• SHORT EXERCISE: Extract the records word for word, from their very first line up to and including the line that contains "xmin=334 ymin=352 xmax=428 ymax=434".

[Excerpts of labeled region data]

▼

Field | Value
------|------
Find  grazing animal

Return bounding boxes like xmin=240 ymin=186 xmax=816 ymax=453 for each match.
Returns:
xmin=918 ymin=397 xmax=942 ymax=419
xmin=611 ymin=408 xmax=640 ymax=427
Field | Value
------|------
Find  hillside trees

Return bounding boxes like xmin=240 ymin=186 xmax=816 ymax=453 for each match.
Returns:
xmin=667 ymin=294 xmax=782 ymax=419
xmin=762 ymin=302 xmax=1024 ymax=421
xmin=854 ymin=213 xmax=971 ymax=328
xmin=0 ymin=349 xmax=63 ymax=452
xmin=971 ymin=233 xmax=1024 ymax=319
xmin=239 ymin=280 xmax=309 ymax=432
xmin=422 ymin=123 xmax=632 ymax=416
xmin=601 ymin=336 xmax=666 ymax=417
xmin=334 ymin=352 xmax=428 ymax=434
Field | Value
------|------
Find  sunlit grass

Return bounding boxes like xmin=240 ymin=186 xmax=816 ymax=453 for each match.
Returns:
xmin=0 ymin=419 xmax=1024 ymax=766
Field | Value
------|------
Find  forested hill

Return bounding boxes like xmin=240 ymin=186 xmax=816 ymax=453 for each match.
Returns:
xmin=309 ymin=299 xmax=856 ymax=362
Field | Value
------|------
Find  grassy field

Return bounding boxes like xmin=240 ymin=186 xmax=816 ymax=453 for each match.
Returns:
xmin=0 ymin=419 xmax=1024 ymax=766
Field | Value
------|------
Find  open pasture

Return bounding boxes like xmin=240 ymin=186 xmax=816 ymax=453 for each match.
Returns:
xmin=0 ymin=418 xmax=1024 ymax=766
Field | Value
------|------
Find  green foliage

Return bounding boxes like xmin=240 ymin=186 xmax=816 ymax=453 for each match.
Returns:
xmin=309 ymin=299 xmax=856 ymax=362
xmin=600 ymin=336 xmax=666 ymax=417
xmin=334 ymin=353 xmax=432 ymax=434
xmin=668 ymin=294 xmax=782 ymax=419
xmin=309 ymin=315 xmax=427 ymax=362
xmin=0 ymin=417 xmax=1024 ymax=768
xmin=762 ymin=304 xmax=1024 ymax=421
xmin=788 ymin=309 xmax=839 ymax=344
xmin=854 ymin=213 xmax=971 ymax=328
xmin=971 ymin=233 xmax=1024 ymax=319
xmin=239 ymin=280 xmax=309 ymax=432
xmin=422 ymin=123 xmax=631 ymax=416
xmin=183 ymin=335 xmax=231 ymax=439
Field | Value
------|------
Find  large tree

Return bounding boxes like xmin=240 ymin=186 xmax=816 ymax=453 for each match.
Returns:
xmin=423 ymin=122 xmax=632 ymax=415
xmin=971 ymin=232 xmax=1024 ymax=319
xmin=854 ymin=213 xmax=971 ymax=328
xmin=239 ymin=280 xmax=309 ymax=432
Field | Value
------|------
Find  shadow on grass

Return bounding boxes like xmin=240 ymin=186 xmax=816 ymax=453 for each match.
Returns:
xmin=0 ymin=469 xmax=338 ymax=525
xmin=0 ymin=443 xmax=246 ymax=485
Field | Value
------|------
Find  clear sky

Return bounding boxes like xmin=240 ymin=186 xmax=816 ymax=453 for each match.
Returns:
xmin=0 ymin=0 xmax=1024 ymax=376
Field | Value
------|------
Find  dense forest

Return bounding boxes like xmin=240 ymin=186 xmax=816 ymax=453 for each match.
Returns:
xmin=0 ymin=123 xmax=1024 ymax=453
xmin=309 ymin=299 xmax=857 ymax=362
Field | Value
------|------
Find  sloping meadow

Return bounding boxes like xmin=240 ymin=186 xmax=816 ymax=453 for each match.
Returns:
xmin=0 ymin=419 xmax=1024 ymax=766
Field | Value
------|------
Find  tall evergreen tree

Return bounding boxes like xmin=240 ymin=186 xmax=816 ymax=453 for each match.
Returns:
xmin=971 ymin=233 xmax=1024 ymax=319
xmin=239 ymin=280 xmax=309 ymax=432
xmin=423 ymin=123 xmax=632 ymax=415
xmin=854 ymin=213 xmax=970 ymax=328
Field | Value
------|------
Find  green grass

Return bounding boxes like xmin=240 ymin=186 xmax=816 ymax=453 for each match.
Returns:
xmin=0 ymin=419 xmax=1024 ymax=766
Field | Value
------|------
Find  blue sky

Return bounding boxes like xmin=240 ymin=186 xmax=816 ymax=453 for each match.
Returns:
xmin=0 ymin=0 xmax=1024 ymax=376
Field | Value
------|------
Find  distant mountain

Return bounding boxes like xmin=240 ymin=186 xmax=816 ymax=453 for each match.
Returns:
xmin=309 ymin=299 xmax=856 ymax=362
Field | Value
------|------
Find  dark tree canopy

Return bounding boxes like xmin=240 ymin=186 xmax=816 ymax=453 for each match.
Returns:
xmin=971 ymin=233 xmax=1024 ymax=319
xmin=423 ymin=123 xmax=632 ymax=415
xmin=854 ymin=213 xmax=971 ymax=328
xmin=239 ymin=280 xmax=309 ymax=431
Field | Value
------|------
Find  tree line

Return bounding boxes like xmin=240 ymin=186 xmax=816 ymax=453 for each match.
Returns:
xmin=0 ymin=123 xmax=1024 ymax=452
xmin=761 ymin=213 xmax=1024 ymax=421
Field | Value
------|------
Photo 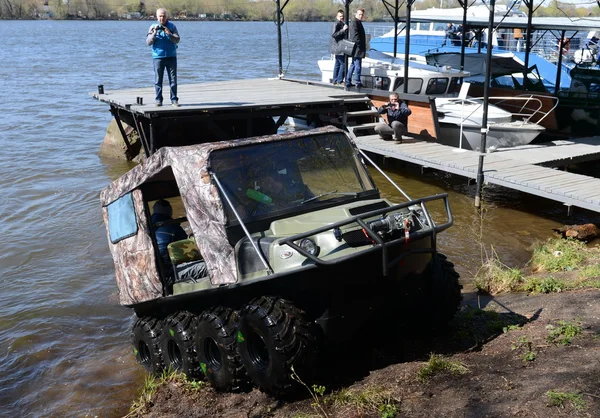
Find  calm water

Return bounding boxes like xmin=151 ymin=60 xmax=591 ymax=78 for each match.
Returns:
xmin=0 ymin=21 xmax=592 ymax=417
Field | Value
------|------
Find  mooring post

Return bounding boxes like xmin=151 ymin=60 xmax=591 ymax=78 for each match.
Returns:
xmin=276 ymin=0 xmax=283 ymax=78
xmin=475 ymin=0 xmax=496 ymax=208
xmin=403 ymin=0 xmax=415 ymax=94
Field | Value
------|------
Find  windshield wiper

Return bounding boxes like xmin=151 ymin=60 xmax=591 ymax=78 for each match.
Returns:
xmin=300 ymin=190 xmax=358 ymax=205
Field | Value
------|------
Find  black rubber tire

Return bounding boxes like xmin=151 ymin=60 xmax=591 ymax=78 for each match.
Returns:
xmin=429 ymin=253 xmax=462 ymax=328
xmin=196 ymin=306 xmax=248 ymax=391
xmin=160 ymin=311 xmax=199 ymax=377
xmin=238 ymin=296 xmax=319 ymax=398
xmin=131 ymin=317 xmax=164 ymax=373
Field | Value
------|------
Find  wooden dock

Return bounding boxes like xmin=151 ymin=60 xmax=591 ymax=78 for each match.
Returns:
xmin=91 ymin=79 xmax=600 ymax=212
xmin=356 ymin=135 xmax=600 ymax=212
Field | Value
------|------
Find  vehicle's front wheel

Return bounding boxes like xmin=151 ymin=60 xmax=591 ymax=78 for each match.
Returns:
xmin=196 ymin=306 xmax=247 ymax=391
xmin=160 ymin=311 xmax=198 ymax=377
xmin=131 ymin=317 xmax=164 ymax=373
xmin=238 ymin=296 xmax=318 ymax=398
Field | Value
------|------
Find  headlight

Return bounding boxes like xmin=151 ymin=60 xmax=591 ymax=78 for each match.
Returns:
xmin=298 ymin=238 xmax=319 ymax=256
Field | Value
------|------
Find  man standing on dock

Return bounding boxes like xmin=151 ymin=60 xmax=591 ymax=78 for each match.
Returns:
xmin=346 ymin=9 xmax=367 ymax=88
xmin=329 ymin=9 xmax=348 ymax=86
xmin=374 ymin=93 xmax=412 ymax=142
xmin=146 ymin=8 xmax=181 ymax=106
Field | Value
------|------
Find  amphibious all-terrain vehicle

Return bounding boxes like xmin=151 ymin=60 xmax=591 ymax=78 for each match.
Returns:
xmin=101 ymin=127 xmax=460 ymax=396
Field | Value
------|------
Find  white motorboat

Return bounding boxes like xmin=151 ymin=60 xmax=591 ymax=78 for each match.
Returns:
xmin=436 ymin=97 xmax=545 ymax=152
xmin=318 ymin=51 xmax=545 ymax=151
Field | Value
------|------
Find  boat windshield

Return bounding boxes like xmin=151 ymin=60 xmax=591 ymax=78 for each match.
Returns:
xmin=210 ymin=133 xmax=376 ymax=222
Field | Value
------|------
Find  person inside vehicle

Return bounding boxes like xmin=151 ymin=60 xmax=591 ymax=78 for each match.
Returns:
xmin=247 ymin=167 xmax=314 ymax=215
xmin=151 ymin=199 xmax=208 ymax=284
xmin=374 ymin=93 xmax=412 ymax=142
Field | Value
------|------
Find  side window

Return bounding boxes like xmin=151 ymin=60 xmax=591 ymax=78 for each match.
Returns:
xmin=394 ymin=77 xmax=423 ymax=94
xmin=361 ymin=76 xmax=390 ymax=91
xmin=425 ymin=78 xmax=448 ymax=94
xmin=106 ymin=193 xmax=138 ymax=244
xmin=448 ymin=77 xmax=460 ymax=93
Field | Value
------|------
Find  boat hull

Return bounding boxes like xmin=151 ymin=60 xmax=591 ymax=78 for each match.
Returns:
xmin=438 ymin=123 xmax=544 ymax=152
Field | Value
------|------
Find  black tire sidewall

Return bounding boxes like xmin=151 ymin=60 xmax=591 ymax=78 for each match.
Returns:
xmin=131 ymin=318 xmax=164 ymax=373
xmin=160 ymin=312 xmax=199 ymax=377
xmin=195 ymin=309 xmax=244 ymax=391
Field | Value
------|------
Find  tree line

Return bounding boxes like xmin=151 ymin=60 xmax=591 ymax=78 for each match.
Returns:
xmin=0 ymin=0 xmax=600 ymax=22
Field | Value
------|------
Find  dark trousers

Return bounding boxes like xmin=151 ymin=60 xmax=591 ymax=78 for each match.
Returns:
xmin=153 ymin=57 xmax=179 ymax=103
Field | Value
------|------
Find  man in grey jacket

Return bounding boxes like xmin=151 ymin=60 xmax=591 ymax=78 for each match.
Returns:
xmin=346 ymin=9 xmax=367 ymax=88
xmin=329 ymin=9 xmax=348 ymax=86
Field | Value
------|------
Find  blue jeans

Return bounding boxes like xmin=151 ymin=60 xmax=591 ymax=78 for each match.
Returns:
xmin=332 ymin=55 xmax=346 ymax=83
xmin=152 ymin=57 xmax=179 ymax=103
xmin=346 ymin=57 xmax=362 ymax=84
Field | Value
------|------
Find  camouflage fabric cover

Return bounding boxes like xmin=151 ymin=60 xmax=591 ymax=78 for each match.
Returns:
xmin=102 ymin=190 xmax=163 ymax=305
xmin=167 ymin=238 xmax=202 ymax=265
xmin=100 ymin=126 xmax=343 ymax=304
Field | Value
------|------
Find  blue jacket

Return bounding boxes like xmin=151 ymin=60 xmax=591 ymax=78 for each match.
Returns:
xmin=151 ymin=213 xmax=187 ymax=263
xmin=146 ymin=20 xmax=181 ymax=58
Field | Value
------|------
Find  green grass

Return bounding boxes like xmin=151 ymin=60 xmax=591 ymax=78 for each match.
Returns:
xmin=546 ymin=390 xmax=587 ymax=411
xmin=417 ymin=354 xmax=469 ymax=382
xmin=546 ymin=321 xmax=582 ymax=345
xmin=579 ymin=264 xmax=600 ymax=281
xmin=523 ymin=276 xmax=570 ymax=293
xmin=123 ymin=368 xmax=206 ymax=418
xmin=324 ymin=386 xmax=398 ymax=418
xmin=531 ymin=238 xmax=587 ymax=272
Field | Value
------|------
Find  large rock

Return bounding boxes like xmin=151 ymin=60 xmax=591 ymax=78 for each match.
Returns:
xmin=98 ymin=118 xmax=143 ymax=161
xmin=554 ymin=224 xmax=600 ymax=241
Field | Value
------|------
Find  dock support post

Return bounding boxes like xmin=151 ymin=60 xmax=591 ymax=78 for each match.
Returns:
xmin=554 ymin=30 xmax=567 ymax=96
xmin=403 ymin=0 xmax=416 ymax=94
xmin=109 ymin=106 xmax=135 ymax=160
xmin=475 ymin=0 xmax=496 ymax=208
xmin=275 ymin=0 xmax=290 ymax=78
xmin=523 ymin=0 xmax=536 ymax=91
xmin=458 ymin=0 xmax=469 ymax=71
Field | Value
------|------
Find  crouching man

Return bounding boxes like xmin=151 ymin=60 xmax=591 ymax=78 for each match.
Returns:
xmin=375 ymin=93 xmax=412 ymax=142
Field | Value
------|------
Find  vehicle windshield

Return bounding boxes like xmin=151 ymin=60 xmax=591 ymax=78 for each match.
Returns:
xmin=210 ymin=133 xmax=375 ymax=221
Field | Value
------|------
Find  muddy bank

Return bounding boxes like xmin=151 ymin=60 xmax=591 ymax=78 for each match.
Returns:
xmin=130 ymin=289 xmax=600 ymax=418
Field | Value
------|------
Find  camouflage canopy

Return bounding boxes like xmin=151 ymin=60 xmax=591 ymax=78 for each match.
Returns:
xmin=100 ymin=127 xmax=341 ymax=305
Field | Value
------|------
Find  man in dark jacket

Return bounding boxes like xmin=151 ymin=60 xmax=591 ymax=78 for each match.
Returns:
xmin=151 ymin=199 xmax=187 ymax=266
xmin=146 ymin=7 xmax=181 ymax=106
xmin=374 ymin=93 xmax=412 ymax=142
xmin=151 ymin=199 xmax=208 ymax=285
xmin=329 ymin=9 xmax=348 ymax=86
xmin=346 ymin=9 xmax=367 ymax=88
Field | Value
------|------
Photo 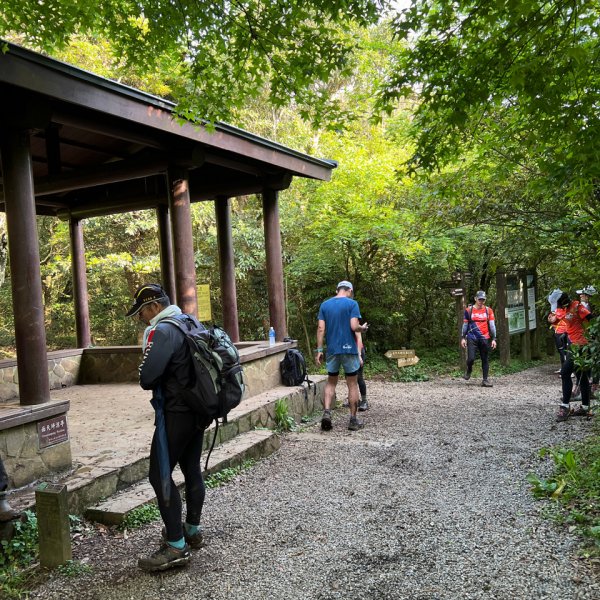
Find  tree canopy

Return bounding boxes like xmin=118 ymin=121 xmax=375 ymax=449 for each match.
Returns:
xmin=0 ymin=0 xmax=387 ymax=125
xmin=379 ymin=0 xmax=600 ymax=202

▲

• SOLVED PROBLEM:
Field | Value
------|------
Find  grazing animal

Return bounding boxes like xmin=240 ymin=186 xmax=816 ymax=453 for each match.
Returns:
xmin=918 ymin=397 xmax=942 ymax=419
xmin=611 ymin=408 xmax=640 ymax=427
Field | Value
------|------
Find  hillside trees

Return bounding boxes like xmin=240 ymin=186 xmax=816 ymax=453 for each match.
Returns:
xmin=667 ymin=294 xmax=782 ymax=419
xmin=762 ymin=302 xmax=1024 ymax=421
xmin=854 ymin=213 xmax=971 ymax=328
xmin=0 ymin=349 xmax=63 ymax=452
xmin=971 ymin=233 xmax=1024 ymax=319
xmin=239 ymin=280 xmax=309 ymax=432
xmin=422 ymin=123 xmax=632 ymax=416
xmin=601 ymin=336 xmax=666 ymax=417
xmin=334 ymin=352 xmax=428 ymax=434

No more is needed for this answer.